Supplied data section start

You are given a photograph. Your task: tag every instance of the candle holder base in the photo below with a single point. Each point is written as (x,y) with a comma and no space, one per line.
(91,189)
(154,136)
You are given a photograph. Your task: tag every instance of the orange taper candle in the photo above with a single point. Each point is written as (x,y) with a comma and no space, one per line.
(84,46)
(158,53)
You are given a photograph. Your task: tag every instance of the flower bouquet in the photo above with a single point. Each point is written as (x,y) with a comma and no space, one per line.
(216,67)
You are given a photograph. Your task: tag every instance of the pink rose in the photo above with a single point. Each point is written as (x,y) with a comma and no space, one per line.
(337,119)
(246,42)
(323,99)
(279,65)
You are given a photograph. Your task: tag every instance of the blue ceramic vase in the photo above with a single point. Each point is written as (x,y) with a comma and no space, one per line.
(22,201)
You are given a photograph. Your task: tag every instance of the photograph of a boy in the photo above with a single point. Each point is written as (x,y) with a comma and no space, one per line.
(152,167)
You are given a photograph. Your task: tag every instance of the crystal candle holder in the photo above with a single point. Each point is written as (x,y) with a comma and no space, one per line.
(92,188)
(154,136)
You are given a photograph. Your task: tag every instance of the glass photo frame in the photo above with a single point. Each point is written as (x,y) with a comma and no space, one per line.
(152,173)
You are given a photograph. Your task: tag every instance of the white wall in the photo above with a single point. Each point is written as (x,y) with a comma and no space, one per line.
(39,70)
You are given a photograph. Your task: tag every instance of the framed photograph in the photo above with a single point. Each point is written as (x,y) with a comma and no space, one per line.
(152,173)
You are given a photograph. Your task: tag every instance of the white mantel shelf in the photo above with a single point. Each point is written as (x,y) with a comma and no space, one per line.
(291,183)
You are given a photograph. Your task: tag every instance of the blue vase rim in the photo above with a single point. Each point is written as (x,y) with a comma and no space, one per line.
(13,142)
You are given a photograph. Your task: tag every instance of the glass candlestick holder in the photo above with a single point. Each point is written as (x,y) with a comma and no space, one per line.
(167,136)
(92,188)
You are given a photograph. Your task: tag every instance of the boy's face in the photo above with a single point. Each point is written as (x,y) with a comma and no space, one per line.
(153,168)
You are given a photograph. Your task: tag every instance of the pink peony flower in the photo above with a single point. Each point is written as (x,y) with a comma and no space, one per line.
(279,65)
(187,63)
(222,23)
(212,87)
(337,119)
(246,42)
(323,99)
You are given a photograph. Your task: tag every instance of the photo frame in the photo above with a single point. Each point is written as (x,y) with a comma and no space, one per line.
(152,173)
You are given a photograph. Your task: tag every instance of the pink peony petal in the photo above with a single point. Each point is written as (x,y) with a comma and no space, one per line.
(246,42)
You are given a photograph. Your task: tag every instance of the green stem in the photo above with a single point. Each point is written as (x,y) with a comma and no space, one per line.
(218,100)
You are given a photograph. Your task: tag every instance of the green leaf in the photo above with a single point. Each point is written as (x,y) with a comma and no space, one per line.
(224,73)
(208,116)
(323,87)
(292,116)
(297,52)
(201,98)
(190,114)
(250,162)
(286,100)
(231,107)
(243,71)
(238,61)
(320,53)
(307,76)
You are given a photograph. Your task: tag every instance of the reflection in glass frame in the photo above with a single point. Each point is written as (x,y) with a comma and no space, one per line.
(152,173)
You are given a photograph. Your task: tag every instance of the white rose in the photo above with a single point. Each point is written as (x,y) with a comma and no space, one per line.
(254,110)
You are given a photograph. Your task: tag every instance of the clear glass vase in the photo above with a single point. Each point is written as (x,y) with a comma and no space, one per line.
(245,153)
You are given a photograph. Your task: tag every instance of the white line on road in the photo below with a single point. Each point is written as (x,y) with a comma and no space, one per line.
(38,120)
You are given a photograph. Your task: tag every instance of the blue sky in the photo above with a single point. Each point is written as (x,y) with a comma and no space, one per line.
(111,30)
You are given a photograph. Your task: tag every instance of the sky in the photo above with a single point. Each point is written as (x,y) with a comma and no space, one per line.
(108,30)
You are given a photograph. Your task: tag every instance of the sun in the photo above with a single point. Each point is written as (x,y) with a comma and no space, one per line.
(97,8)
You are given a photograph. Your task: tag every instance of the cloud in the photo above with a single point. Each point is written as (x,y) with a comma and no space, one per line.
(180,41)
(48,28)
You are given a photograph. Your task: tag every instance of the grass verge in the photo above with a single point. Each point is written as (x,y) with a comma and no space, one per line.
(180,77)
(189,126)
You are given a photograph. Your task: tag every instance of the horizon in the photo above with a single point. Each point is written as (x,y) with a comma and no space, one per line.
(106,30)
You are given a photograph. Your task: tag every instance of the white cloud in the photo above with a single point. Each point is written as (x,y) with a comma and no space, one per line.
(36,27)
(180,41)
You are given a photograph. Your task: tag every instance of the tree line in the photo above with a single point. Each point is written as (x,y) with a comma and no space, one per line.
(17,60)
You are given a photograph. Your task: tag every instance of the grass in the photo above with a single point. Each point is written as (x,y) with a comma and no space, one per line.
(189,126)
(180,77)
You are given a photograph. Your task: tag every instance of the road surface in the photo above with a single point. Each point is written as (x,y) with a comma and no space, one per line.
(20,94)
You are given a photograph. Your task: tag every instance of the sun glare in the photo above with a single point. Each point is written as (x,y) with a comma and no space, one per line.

Supplied data section end

**Required work**
Please retype all of the data above exactly as written.

**Task result**
You are given a photograph. Your task: tag every instance of the candle holder base in the photo below with a single point. Each point is written as (x,y) with a comma and no space, one per line.
(91,189)
(154,136)
You are given a photograph. Your task: tag every instance of the orange taper candle in the photo above with a single point. Each point is written as (x,y) with a comma and no space, one per line.
(84,46)
(158,53)
You are given a photograph. Your task: tag every instance of the flower bouquet in the photo above with a single point. Each point is written as (x,y) with a comma and no space, one per line.
(216,67)
You are given a photograph. Your task: tag every instance of the pink rose in the photo above with a single point. Each point is written as (x,y) with a comma and no space, one per line.
(337,119)
(246,42)
(323,99)
(279,65)
You are given a photograph. Your task: tag every instance of the blue ceramic vase in the photo above with a single point. Each point is written as (x,y) with a comma and no space, one per line.
(22,201)
You are given a photograph. Your task: tag every instance of the photograph of a boy in the photo above with a single point. Each point is written as (x,y) with a comma and no space, one per line.
(152,167)
You are given a photograph. Your task: tag every instance of the crystal candle holder in the photo above with a single point. Each point is written as (x,y) with a comma and no space, one per line.
(92,188)
(154,136)
You are given a photograph. Your task: tag every instance of the glass photo frame in the photo above with a single point. Each point is written as (x,y) with a comma and no space, one per line.
(152,173)
You are given a photograph. Your task: tag every instance of the white wall in the photo above with a single point. Each point is written as (x,y) with a comma and no space, one per line.
(39,70)
You are given a photograph. Your task: tag every instance of the framed photograph in the photo above with a single point. Each point is written as (x,y) with a comma and no space, one per line.
(152,173)
You are given a photograph. Your task: tag every instance of the white mantel shelf in the photo above with a single point. Each point is written as (x,y) with a comma and no space, one per line.
(291,183)
You are given a photograph. Your task: tag every instance of the blue vase rim in the photo above with a single point. Each point is written as (x,y) with a comma and no space, one per line.
(13,142)
You are given a photograph. Your task: tag every instance of the glass candlestick holder in the photo above with a single point. Each point is written as (x,y) with a comma and no space, one per line.
(167,136)
(92,188)
You are given a photograph. Your task: tag every instance of the boy's face in the photo above with a single point. Each point is written as (x,y) with a comma and no space, one per line.
(153,168)
You are given a photograph. Your task: tag every instance of the pink peony flower in the photo above with a single point. Each point is written as (x,y) with a comma and no space, one per line.
(279,65)
(187,63)
(222,23)
(212,87)
(337,119)
(246,42)
(323,99)
You are given a photograph. Your task: tag every instance of the photo frame in the photo above with a single point. Each point is written as (x,y) with a comma and no space, one per line.
(152,173)
You are given a photograph. Your task: tag every instance of the pink peony petal in the photo above with a single point. Each point is written as (x,y) with a comma and no space, one per line.
(246,42)
You are given a photograph. Your task: tag every instance of the green stem in the photo above with a single point. Each point is written as (x,y) with a comma and no space, one per line.
(218,100)
You are given a photograph. Your task: tag every instance of the green leaf in the photo above with a single point. Each point is written as (x,y) with a comma and no space, one per line.
(224,73)
(208,116)
(323,87)
(292,116)
(297,52)
(201,98)
(190,114)
(250,162)
(286,100)
(231,107)
(243,71)
(238,61)
(320,53)
(307,76)
You are given a photograph. Your task: tag every instance of the reflection in glass frame in the photo above with a single point. Each point is written as (x,y) with a comma and no space, one per line.
(152,173)
You are given a photograph. Your task: tag every instance of the white rose in the photo above with a single point. Each point is written as (x,y) with a comma and no space, one per line.
(254,110)
You are given a photograph. Your task: tag every instance of the clear glass vase in the photo above with a single point. Each point is written as (x,y) with a comma and no space, one per line.
(245,153)
You are given a photograph. Your task: tag every instance of the white line on road in the photo below with a single point. Each point is written as (x,y) with a comma and no space, one per line.
(38,120)
You are given a photograph. Your task: tag every instance of the blue sky in the photo above with a single point. Each point is written as (x,y) with a comma and no space, one per line.
(111,30)
You are given a photograph. Your task: tag every instance of the sky in the photo above with a single point. Each point is written as (x,y) with a comma and no space, one per line.
(108,30)
You are given a photograph. Your task: tag every instance of the sun in the photo above with a single point. Each point is written as (x,y) with a comma and no space, one per line.
(97,8)
You are given a photograph. Your task: tag every instance of the cloud in the photo above with a single point. Each point is written as (x,y) with a comma and no space, one per line.
(180,41)
(48,28)
You are given a photograph. Your task: tag every instance of the grass verge in the photo above with a single point. Each point is written as (x,y) with a comma and no space, one per line.
(180,77)
(189,126)
You are given a photograph. Your task: tag every instance of the horizon in the photo above with a single point. Each point is written as (x,y) with a comma and no space, one per line.
(106,30)
You are given a photograph. Your task: tag every instance of the white cloud in the photo above with a single point. Each point is written as (x,y) with a comma and no space, one per line.
(36,27)
(180,41)
You are given a photograph. Your task: tag every instance of the tree line in the photo above with a single point. Each point is written as (x,y) with a comma and no space, one per line.
(17,60)
You are given a photograph. Your task: tag every instance of the grass in the photo above with a single point. Each point is written as (x,y) with a comma and no space, one per line.
(189,126)
(180,77)
You are given a photograph. Your task: tag every instance of the road surface in the photo above with a single point. Each point is written as (x,y) with a comma and no space, one per line.
(20,94)
You are given a photograph. Your task: tag every instance of the sun glare in the photo above with a single point. Each point is written as (x,y) with a comma and no space, one per line.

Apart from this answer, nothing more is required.